Tarefa solicitada:
Reproduza fielmente, do trecho abaixo sobre o rastreamento do câncer colorretal, a passagem que vai de "O número de complicações" até "pagar o custo.".

Trecho:

+ + + +

Um modelo de simulação sugeriu que a intensidade da triagem prévia e o risco individual de câncer colorretal também deveriam ser considerados na determinação da idade para parar a triagem. Espera-se que os pacientes sem alto risco de câncer colorretal e que não tenham sido submetidos a rastreamento prévio se beneficiem do rastreamento até os 80 anos.

O rastreamento do carcinoma colorretal é custo-eficaz, com gasto de 15 mil dólares por vida salva ao ano, o que é considerado uma boa relação custo-benefício. A adesão aos testes de rastreamento varia de acordo com as estratégias, e a preferência da estratégia varia de acordo com a raça e o grupo étnico. Os participantes brancos preferem a colonoscopia e os não brancos, os testes fecais. Para alcançar o nível mais alto de adesão ao exame do câncer colorretal, os participantes devem ser incentivados a fazer uma escolha, já que a melhor estratégia será aquela a que eles irão aderir de forma consistente.

Deve-se identificar os pacientes com um teste negativo para segui-los para rastreamento repetido em intervalos apropriados e fornecer cirurgia oportuna para cânceres. A taxa de detecção de adenoma difere substancialmente entre os endoscopistas, e pode ser utilizada como uma medida da capacidade de rastreamento para prevenir o câncer colorretal. Um estudo retrospectivo mostrou que há uma diminuição de 3% na taxa de câncer que se desenvolve após a colonoscopia.

Os danos dos testes de rastreamento não colonoscópicos são relativamente baixos. No entanto, todas as estratégias requerem colonoscopia como seguimento de um teste positivo. Como resultado, os danos programáticos do rastreamento são proporcionais ao número de colonoscopias e, em particular, às polipectomias realizadas ao longo da vida da população rastreada.

O número de complicações (perfurações, sangramento gastrintestinal, náuseas e vômitos, íleo paralítico, infarto do miocárdio, entre outras) em uma população de mil pessoas selecionadas, entre 50 e 75 anos de idade, pode ser avaliado com colonoscopia em intervalos de 10 anos, com sigmoidoscopia flexível em intervalos de 5 anos, com TIF-DNA em intervalos de 3 anos e com TIF anual.

Modelos de custo-efetividade há mais de uma década sugerem que a triagem programática com exames de sangue oculto, a sigmoidoscopia flexível ou a colonoscopia reduziram a mortalidade do câncer colorretal em uma sociedade disposta a pagar o custo.

A colonoscopia costuma ser a estratégia preferida, sendo mais eficaz na redução da mortalidade por câncer e menos dispendiosa do que o rastreamento com TIF-DNA ou colonografia por TC. Em indivíduos com risco elevado de câncer colorretal, recomenda-se uma triagem mais precoce e mais frequente em pacientes com risco mais elevado.

Pacientes com um parente de primeiro grau em quem o câncer colorretal se desenvolveu antes dos 60 anos de idade devem ser submetidos à colonoscopia aos 40 anos de idade ou em uma idade 10 anos mais jovem do que àquela do parente cujo câncer se desenvolveu, o que ocorrer antes.

+ + + +

[Entradas de dados armazenadas]

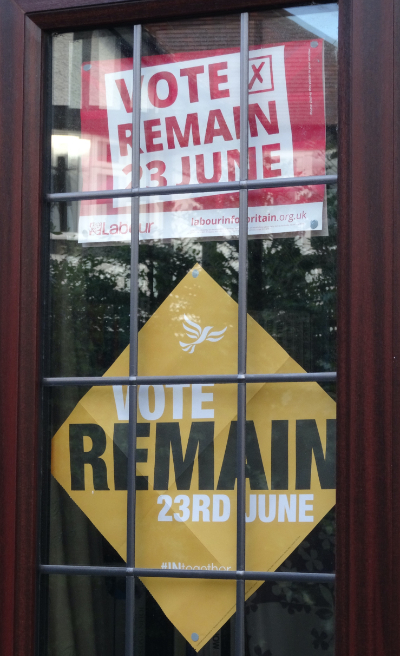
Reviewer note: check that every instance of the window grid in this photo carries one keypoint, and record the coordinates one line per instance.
(130, 572)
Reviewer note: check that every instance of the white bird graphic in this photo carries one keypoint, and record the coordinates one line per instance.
(194, 331)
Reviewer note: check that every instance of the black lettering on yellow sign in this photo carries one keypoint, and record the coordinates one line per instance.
(168, 438)
(201, 439)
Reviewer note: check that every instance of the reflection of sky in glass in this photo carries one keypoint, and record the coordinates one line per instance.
(321, 20)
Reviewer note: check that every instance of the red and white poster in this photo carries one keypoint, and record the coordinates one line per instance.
(190, 133)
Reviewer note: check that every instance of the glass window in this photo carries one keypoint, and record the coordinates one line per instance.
(189, 433)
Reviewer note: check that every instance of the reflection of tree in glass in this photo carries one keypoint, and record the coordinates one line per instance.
(291, 293)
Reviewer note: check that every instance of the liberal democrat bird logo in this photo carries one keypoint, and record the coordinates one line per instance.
(194, 332)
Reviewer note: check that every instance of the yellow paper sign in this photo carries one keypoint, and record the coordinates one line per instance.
(186, 456)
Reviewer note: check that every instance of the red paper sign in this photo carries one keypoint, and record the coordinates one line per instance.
(190, 133)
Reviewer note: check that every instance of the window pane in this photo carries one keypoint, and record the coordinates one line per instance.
(293, 92)
(72, 535)
(88, 321)
(286, 619)
(80, 145)
(85, 615)
(292, 290)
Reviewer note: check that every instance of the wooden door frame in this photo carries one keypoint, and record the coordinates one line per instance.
(368, 498)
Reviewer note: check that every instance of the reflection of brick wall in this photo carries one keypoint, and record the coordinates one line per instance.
(224, 32)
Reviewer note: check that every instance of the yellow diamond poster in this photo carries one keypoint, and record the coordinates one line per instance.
(186, 456)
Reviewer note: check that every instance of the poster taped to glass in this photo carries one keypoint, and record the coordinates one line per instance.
(190, 134)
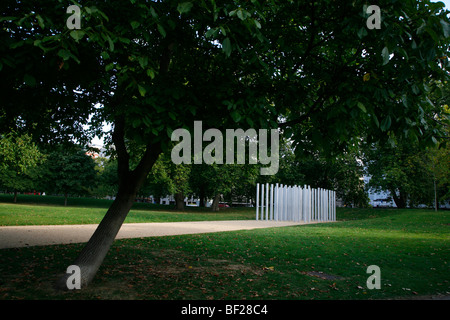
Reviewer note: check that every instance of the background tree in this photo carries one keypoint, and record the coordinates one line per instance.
(20, 159)
(70, 172)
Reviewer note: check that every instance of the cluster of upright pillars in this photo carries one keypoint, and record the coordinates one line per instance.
(294, 203)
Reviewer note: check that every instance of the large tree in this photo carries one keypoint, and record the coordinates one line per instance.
(154, 66)
(20, 159)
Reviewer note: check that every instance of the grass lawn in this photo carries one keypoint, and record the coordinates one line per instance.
(318, 261)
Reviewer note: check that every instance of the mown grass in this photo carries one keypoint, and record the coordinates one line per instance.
(39, 210)
(320, 261)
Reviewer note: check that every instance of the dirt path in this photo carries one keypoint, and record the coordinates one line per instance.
(24, 236)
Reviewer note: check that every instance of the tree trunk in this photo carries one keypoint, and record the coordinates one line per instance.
(215, 204)
(179, 201)
(92, 255)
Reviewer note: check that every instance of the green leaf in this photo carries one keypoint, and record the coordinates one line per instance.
(386, 123)
(362, 107)
(184, 7)
(445, 28)
(151, 73)
(40, 21)
(385, 55)
(142, 90)
(226, 46)
(29, 80)
(135, 24)
(65, 54)
(211, 32)
(362, 32)
(77, 34)
(143, 61)
(109, 66)
(236, 116)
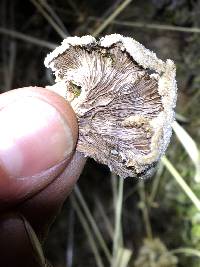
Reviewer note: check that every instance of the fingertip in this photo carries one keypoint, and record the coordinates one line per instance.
(39, 130)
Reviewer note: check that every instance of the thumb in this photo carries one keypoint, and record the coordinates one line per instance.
(38, 132)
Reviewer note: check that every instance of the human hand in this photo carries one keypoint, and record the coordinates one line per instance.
(38, 169)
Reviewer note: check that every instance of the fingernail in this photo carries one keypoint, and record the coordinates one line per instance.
(34, 136)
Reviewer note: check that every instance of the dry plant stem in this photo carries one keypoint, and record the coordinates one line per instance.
(155, 186)
(49, 19)
(87, 231)
(182, 183)
(105, 218)
(56, 18)
(124, 113)
(153, 26)
(145, 212)
(117, 241)
(27, 38)
(111, 17)
(92, 222)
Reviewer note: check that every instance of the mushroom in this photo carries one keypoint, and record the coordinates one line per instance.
(123, 97)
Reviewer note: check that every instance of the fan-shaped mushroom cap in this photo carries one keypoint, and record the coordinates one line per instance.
(123, 96)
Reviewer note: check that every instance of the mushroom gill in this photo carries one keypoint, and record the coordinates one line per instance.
(124, 113)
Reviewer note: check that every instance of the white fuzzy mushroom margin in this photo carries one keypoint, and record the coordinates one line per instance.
(167, 87)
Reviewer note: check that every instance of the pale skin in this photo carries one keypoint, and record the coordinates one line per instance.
(38, 169)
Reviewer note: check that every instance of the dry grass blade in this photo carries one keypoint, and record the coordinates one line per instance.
(123, 257)
(117, 240)
(88, 231)
(152, 26)
(190, 147)
(60, 32)
(145, 212)
(111, 17)
(27, 38)
(92, 222)
(181, 182)
(56, 18)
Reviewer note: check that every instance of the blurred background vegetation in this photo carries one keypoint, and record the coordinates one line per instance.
(109, 221)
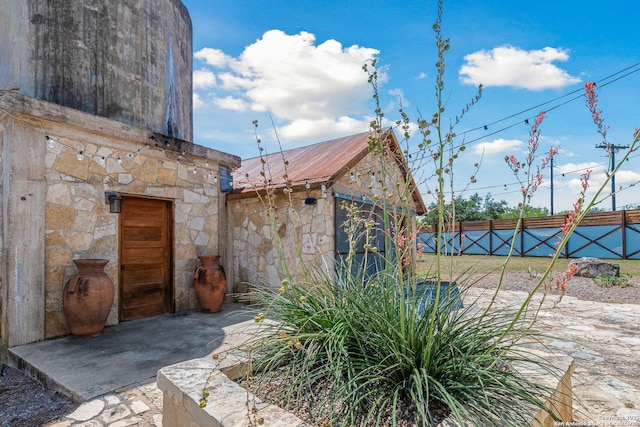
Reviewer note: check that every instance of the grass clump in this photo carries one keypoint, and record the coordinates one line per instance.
(351, 355)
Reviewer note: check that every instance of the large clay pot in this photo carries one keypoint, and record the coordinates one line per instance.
(210, 284)
(87, 298)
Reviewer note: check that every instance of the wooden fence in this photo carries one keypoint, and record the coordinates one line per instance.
(613, 235)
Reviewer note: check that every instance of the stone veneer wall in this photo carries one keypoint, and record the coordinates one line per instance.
(74, 218)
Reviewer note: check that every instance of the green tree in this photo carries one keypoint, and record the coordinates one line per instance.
(473, 208)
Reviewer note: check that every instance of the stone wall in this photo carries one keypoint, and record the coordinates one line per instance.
(305, 234)
(68, 217)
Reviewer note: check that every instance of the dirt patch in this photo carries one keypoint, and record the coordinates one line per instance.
(25, 402)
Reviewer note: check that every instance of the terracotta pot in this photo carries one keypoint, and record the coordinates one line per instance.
(88, 297)
(210, 284)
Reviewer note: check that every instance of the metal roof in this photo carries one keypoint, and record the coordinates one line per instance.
(315, 164)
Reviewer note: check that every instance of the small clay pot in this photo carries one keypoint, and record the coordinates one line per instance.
(210, 284)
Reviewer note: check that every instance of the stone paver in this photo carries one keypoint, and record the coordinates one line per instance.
(604, 340)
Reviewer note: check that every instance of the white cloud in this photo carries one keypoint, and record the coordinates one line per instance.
(197, 102)
(231, 103)
(515, 67)
(294, 79)
(497, 147)
(214, 57)
(323, 128)
(203, 79)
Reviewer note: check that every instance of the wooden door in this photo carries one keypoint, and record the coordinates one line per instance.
(145, 258)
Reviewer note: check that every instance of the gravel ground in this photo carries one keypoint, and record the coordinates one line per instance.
(26, 403)
(583, 288)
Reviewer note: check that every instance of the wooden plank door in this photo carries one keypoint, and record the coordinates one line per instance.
(145, 258)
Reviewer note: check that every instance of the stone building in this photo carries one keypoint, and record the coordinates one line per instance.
(95, 109)
(308, 187)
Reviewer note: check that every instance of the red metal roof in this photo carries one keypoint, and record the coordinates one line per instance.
(315, 164)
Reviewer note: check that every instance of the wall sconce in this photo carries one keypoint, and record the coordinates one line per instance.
(114, 200)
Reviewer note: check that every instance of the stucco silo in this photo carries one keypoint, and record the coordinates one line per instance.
(130, 61)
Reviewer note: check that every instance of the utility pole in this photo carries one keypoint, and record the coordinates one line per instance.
(612, 149)
(551, 174)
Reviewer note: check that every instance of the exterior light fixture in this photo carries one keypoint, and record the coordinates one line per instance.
(115, 201)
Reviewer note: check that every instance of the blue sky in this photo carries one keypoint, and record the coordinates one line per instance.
(298, 64)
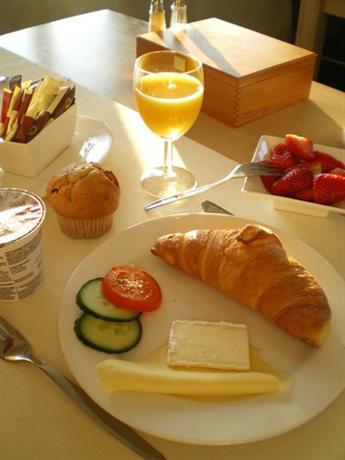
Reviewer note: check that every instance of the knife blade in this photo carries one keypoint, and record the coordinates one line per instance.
(209, 206)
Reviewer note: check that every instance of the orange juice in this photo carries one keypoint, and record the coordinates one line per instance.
(169, 102)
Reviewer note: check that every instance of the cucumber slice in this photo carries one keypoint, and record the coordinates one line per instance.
(107, 336)
(91, 300)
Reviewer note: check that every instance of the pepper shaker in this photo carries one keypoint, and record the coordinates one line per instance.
(178, 13)
(157, 16)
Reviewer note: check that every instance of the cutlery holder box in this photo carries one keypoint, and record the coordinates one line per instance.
(30, 159)
(247, 74)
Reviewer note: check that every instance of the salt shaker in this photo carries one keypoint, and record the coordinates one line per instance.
(178, 13)
(157, 16)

+ + + +

Resposta da tarefa:
O número de complicações (perfurações, sangramento gastrintestinal, náuseas e vômitos, íleo paralítico, infarto do miocárdio, entre outras) em uma população de mil pessoas selecionadas, entre 50 e 75 anos de idade, pode ser avaliado com colonoscopia em intervalos de 10 anos, com sigmoidoscopia flexível em intervalos de 5 anos, com TIF-DNA em intervalos de 3 anos e com TIF anual.

Modelos de custo-efetividade há mais de uma década sugerem que a triagem programática com exames de sangue oculto, a sigmoidoscopia flexível ou a colonoscopia reduziram a mortalidade do câncer colorretal em uma sociedade disposta a pagar o custo.